Source passage ->
====================
A while back
Charlie Beckett wrote from the BBC's Beeb Camp about how Twitter, though still a minority sport, still mattered as it was more creative than the other main ways (email, SMS) people got in touch within the mass medium of television. There are fewer people on Twitter (though this is growing healthily, especially in the UK) and this, in turn, means that there is a better quality of dialogue between "the programme" (or the journalists/presenters/interviewers/interviewees), the audience, and between the members of the audience:
So expert Twittering journalist and Channel 4 News Presenter
Krishnan Guru Murthy can appeal for question suggestions via Twitter without getting swamped by replies. If it gets any bigger then it becomes email.
Channel 4 has enjoyed some stimulating uses of Twitter to help audiences get more involved in
live surgical operations, as well as to comment on the taste of the channel's
home (re)design experts. Playing along on Twitter, having a conversation with friends as well as strangers who are sharing a common moment, is becoming a common activity amongst Twitters of an evening, using Twitter search or, for example, 4iP's own
Hashdash.
====================
Material ->
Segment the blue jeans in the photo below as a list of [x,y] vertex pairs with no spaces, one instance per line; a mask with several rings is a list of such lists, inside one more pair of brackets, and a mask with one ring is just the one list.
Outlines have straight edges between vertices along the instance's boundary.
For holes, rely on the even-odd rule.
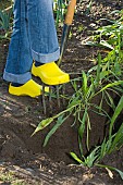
====================
Stated goal A ->
In the passage on Twitter and television, list the roles given in parentheses after "the programme".
Stated goal B ->
According to the passage on Twitter and television, what can Krishnan Guru Murthy appeal for via Twitter without getting swamped by replies?
Stated goal C ->
From the passage on Twitter and television, retype the part that opens with the words containing "A while back" and closes with "it becomes email.".

Full answer A ->
journalists, presenters, interviewers, interviewees

Full answer B ->
Question suggestions.

Full answer C ->
A while back
Charlie Beckett wrote from the BBC's Beeb Camp about how Twitter, though still a minority sport, still mattered as it was more creative than the other main ways (email, SMS) people got in touch within the mass medium of television. There are fewer people on Twitter (though this is growing healthily, especially in the UK) and this, in turn, means that there is a better quality of dialogue between "the programme" (or the journalists/presenters/interviewers/interviewees), the audience, and between the members of the audience:
So expert Twittering journalist and Channel 4 News Presenter
Krishnan Guru Murthy can appeal for question suggestions via Twitter without getting swamped by replies. If it gets any bigger then it becomes email.